◆ Reading text:
Size is one thing, but scale is another, and this book is about scale. It is specifically concerned with how the miniature world informs the world at large. At its heart it is a book about looking, and about seeing; and with this may come elucidation. We bring things down to size to understand and appreciate them. Something too big to visualise at full scale – a building perhaps, or a war – may be rendered comprehensible at 12:1. Artists – sculptors, set designers, poets – work in miniature because it encourages greater scrutiny and deeper participation, and I hope this book will do the same.
This is also a book about pleasure and vision – a celebration. Miniature items help us imagine grander schemes. A signal box on a model railway is eyed with needling precision, and with the care we would seldom apportion to one at full size. Before we landed on the Moon, at least one NASA scientist clung for inspiration, through difficult times, to the marionettes and rockets on the British television series Thunderbirds . Architects of future cities must first scheme in model form, and the model may be the only proof that they attempted such a thing.

◆ Provided data:
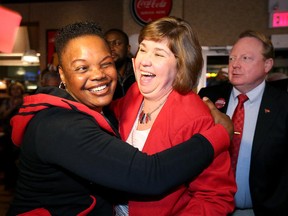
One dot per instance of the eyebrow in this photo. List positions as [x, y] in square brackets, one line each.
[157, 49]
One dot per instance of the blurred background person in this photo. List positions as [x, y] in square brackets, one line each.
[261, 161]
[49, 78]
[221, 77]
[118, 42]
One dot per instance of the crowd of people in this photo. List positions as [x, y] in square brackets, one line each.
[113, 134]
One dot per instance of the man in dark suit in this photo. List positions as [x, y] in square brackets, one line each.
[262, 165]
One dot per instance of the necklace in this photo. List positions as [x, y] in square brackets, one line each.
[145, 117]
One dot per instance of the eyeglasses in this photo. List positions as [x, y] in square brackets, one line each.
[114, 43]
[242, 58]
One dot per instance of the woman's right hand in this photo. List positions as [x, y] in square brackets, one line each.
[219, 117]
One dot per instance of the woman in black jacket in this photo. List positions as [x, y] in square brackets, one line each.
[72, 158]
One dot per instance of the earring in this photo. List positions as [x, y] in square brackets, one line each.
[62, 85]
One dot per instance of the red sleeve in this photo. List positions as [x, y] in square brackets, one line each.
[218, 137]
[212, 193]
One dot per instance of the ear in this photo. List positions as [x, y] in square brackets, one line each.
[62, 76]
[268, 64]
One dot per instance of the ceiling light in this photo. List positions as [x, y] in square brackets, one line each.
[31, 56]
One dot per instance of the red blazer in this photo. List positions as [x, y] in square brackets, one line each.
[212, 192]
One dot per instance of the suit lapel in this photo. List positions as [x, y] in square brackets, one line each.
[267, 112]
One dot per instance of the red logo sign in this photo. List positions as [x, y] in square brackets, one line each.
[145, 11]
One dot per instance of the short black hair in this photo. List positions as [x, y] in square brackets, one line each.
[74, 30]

◆ Written tasks:
**A)** Condense the paragraph beginning "This is also a book about pleasure and vision" from the passage on miniatures into a shorter version that keeps its main facts.
**B)** Echo the passage on miniatures word for word, from "This is also" up to and including "such a thing.".

◆ The responses:
**A)** The book also celebrates pleasure and vision. Miniatures help us imagine grander schemes. We examine a signal box on a model railway with a precision and care we would seldom give a full-size one. Before the Moon landing, at least one NASA scientist drew inspiration in difficult times from the marionettes and rockets of the British television series Thunderbirds. Architects of future cities must first plan in model form, and the model may be the only proof of their attempt.

**B)**
This is also a book about pleasure and vision – a celebration. Miniature items help us imagine grander schemes. A signal box on a model railway is eyed with needling precision, and with the care we would seldom apportion to one at full size. Before we landed on the Moon, at least one NASA scientist clung for inspiration, through difficult times, to the marionettes and rockets on the British television series Thunderbirds . Architects of future cities must first scheme in model form, and the model may be the only proof that they attempted such a thing.